PETUNJUK:
• 1. Menurut kutipan tentang politik, apa tujuan individu mempertimbangkan kepentingan orang lain melalui tindakan politisnya?
• 2. Salin kembali bagian kutipan tentang politik mulai dari "Aspek kesosialan manusia" sampai dengan "tanpa disadari kebudayaan.", lalu ganti "ekonomi" dengan "perdagangan".

KUTIPAN PILIHAN:

Politik
memang tidak memberikan jawaban keseluruhan. Jika dikembalikan kepada manusia
sebagai mahluk pribadi dan sosial, maka politik mensyaratkan keberadan manusia
sebagai mahluk sosial; ia adalah komunitas sekaligus masyarakat sekaligus warga
negara. Hanya sebagai yang terakhir sajalah politik menjadi bagian penting.
Aspek kesosialan manusia menjadi penting karena, melalui tindakan politisnya,
individu mempertimbangkan kepentingan orang lain demi mencapai kebaikan-bersama
(bonnum commune). Persoalannya,
apakah politik terjadi demikian?
Untuk
menjawab pertanyaan ini: evolusi masyarakat, perubahan masyarakat dari Community/Gemeinschaft ke Society/Gesellschaft menjadi jalan
keluar untuk melihat realitas kemudian, yaitu bertumbuhnya institusi baru dalam
kehidupan bersama, yaitu ekonomi (dengan prinsip tertentu) yang harus melakukan
negosiasi juga dominasi terhadap tatanan kekuasaan yang sudah ada, yaitu
politik (dalam varian kerajaan atau feodal atau kebangsaan), juga agama—dan
tentunya, tanpa disadari kebudayaan.

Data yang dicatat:
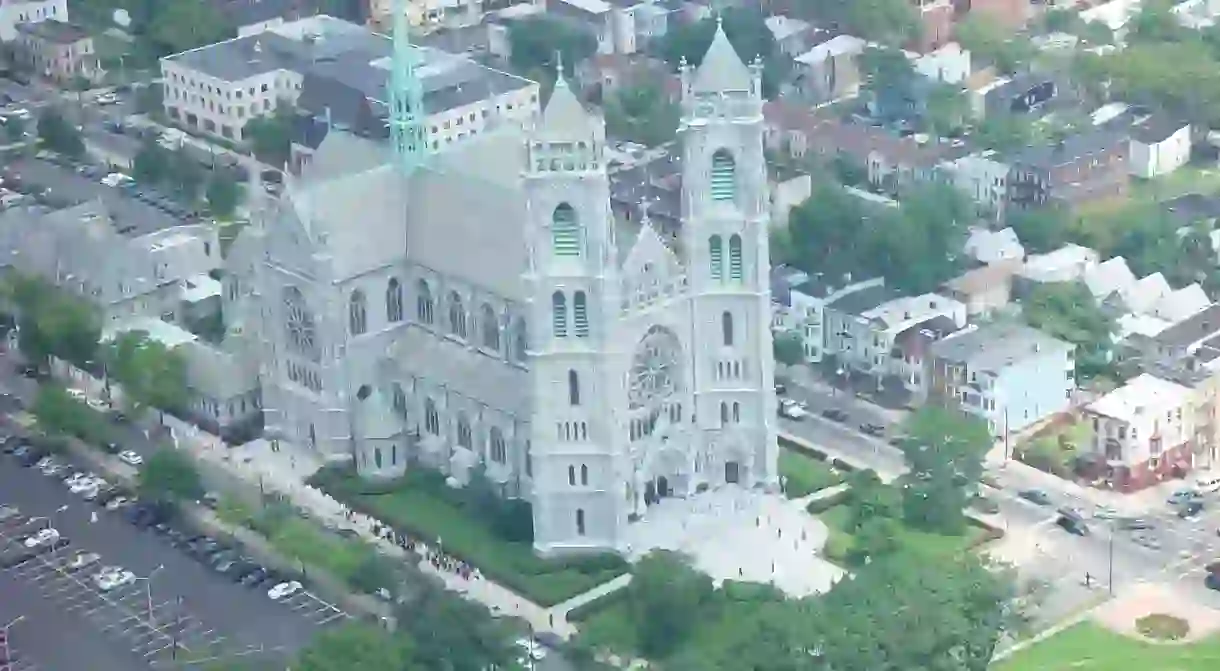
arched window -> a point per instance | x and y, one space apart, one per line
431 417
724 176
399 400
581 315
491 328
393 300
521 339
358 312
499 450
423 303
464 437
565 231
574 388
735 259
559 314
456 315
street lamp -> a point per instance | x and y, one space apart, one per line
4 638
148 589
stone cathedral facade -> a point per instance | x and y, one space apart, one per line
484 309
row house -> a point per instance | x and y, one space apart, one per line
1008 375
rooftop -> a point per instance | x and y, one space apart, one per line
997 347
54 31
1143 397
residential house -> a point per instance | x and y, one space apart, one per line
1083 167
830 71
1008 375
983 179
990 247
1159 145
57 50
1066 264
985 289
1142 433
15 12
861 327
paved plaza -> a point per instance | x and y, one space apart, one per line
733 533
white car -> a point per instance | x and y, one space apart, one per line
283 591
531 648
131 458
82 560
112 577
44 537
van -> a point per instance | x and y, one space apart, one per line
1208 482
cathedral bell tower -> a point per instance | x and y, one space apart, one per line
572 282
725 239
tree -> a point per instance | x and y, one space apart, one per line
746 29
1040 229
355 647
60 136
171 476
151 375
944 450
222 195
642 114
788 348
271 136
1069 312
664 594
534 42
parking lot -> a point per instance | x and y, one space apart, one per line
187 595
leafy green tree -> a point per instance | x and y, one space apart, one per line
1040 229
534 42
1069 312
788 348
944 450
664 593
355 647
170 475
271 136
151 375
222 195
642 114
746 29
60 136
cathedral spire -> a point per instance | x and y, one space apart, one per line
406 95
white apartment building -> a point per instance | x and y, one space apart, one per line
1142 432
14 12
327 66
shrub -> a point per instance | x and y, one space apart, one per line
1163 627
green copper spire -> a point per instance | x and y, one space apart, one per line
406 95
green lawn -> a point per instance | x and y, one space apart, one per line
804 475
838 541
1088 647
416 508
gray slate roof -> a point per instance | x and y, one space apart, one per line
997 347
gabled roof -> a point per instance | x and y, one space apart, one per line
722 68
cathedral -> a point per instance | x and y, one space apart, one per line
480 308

* * *

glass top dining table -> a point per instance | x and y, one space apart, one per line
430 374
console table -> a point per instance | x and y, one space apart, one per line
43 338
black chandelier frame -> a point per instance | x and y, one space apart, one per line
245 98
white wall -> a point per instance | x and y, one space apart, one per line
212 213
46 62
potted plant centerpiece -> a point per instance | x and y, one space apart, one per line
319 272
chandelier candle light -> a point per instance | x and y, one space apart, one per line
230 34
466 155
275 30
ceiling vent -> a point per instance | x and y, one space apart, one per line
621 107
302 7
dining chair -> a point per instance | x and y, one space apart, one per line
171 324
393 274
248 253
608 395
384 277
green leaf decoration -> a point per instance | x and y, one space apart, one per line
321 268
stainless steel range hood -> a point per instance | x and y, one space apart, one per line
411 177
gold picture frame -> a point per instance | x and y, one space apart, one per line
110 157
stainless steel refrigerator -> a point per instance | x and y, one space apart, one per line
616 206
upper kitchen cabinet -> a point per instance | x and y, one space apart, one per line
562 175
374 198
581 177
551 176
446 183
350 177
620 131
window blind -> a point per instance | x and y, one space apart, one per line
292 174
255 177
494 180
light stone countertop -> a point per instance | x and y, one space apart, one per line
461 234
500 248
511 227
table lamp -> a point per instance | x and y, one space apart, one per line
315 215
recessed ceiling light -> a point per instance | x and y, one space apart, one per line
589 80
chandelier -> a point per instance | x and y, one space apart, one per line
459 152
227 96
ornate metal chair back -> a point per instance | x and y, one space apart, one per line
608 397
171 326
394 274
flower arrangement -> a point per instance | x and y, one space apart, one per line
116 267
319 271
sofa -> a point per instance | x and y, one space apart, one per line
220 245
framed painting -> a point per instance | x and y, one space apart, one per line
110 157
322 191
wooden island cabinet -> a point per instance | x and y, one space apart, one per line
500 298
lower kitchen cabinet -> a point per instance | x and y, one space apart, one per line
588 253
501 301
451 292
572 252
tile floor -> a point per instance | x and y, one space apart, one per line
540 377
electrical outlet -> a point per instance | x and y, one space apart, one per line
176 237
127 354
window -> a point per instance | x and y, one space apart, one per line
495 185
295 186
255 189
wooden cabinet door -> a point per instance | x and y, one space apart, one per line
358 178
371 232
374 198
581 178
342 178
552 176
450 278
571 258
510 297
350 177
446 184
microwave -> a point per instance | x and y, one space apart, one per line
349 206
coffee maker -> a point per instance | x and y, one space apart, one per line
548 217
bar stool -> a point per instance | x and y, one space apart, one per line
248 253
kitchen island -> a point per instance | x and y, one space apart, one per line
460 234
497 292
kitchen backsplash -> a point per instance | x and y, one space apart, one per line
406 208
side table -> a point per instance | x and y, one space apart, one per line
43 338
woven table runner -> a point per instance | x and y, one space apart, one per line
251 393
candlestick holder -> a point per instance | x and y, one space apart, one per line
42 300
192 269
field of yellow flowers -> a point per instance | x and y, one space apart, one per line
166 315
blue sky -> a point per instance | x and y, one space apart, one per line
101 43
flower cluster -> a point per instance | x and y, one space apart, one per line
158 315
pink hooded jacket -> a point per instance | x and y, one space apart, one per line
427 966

JAWABAN:
• 1. Demi mencapai kebaikan-bersama (bonnum commune).

• 2.
Aspek kesosialan manusia menjadi penting karena, melalui tindakan politisnya,
individu mempertimbangkan kepentingan orang lain demi mencapai kebaikan-bersama
(bonnum commune). Persoalannya,
apakah politik terjadi demikian?
Untuk
menjawab pertanyaan ini: evolusi masyarakat, perubahan masyarakat dari Community/Gemeinschaft ke Society/Gesellschaft menjadi jalan
keluar untuk melihat realitas kemudian, yaitu bertumbuhnya institusi baru dalam
kehidupan bersama, yaitu perdagangan (dengan prinsip tertentu) yang harus melakukan
negosiasi juga dominasi terhadap tatanan kekuasaan yang sudah ada, yaitu
politik (dalam varian kerajaan atau feodal atau kebangsaan), juga agama—dan
tentunya, tanpa disadari kebudayaan.